What the exercise asks: Retype the stretch of the FLAVIVACCINE article from "Spearheaded by Julien" through "answers our questions.", character for character.

Document text:
+++++

Spearheaded by Julien Pompon (UMR MIVEGEC), a molecular entomologist of infectious diseases, the FLAVIVACCINE project recently received funding from the European Union's "Horizon Europe" framework program for research and innovation (2021-2027). The aim of this project is to design an innovative vaccine against viruses called flaviviruses, responsible for many diseases around the world, such as dengue fever.
Vector-borne diseases caused by flavivirus-type viruses are emerging worldwide. They exist in the intertropical zone, but are emerging in France and Europe. Last summer, there were as many cases of dengue fever in France as in the previous ten years, and West Nile virus killed over 100 people in the European Union.
In a recent exclusive interview, Julien Pompon answers our questions.
What are the challenges of this project?
The aim of the project is to define a vaccine against flaviviruses, a group of mosquito-borne viruses which infect half a billion people every year, causing symptoms ranging the flu to fatal haemorrhage under certain conditions.

+++++

Source data:

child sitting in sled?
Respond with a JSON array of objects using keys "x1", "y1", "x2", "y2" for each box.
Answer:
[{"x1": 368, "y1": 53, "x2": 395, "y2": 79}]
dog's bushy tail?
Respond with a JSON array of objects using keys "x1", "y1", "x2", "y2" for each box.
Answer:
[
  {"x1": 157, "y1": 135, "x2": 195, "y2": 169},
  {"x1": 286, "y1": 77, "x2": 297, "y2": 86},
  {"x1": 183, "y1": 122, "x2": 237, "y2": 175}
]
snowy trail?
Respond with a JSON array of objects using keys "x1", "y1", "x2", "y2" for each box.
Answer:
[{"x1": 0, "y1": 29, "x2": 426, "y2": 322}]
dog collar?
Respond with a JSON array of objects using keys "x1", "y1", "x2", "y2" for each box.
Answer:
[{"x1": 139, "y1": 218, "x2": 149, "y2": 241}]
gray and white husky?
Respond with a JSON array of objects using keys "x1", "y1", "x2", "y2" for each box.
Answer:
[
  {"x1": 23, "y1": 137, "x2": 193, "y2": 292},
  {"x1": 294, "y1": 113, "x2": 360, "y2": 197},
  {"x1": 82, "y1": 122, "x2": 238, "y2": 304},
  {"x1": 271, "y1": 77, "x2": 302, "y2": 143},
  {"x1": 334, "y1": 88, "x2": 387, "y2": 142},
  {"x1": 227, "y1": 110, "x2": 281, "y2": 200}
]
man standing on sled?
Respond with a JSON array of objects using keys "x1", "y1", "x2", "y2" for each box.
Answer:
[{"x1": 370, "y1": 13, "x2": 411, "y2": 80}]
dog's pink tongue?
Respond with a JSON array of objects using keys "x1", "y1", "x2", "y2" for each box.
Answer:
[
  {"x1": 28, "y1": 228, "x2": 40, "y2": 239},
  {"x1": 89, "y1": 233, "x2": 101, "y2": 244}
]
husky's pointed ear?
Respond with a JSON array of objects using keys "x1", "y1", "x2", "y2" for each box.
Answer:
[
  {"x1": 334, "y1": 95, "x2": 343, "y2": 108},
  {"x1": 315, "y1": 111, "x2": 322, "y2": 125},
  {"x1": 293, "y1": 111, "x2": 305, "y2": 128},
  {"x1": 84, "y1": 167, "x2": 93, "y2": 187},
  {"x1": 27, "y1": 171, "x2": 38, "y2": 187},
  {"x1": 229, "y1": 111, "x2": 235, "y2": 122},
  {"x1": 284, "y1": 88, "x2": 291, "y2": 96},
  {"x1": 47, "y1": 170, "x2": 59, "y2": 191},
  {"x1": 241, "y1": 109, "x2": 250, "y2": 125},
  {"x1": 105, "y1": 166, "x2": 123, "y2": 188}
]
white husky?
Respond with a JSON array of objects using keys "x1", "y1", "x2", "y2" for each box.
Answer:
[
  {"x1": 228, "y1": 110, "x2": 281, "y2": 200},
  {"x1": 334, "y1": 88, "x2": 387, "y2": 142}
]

+++++

Output of the exercise:
Spearheaded by Julien Pompon (UMR MIVEGEC), a molecular entomologist of infectious diseases, the FLAVIVACCINE project recently received funding from the European Union's "Horizon Europe" framework program for research and innovation (2021-2027). The aim of this project is to design an innovative vaccine against viruses called flaviviruses, responsible for many diseases around the world, such as dengue fever.
Vector-borne diseases caused by flavivirus-type viruses are emerging worldwide. They exist in the intertropical zone, but are emerging in France and Europe. Last summer, there were as many cases of dengue fever in France as in the previous ten years, and West Nile virus killed over 100 people in the European Union.
In a recent exclusive interview, Julien Pompon answers our questions.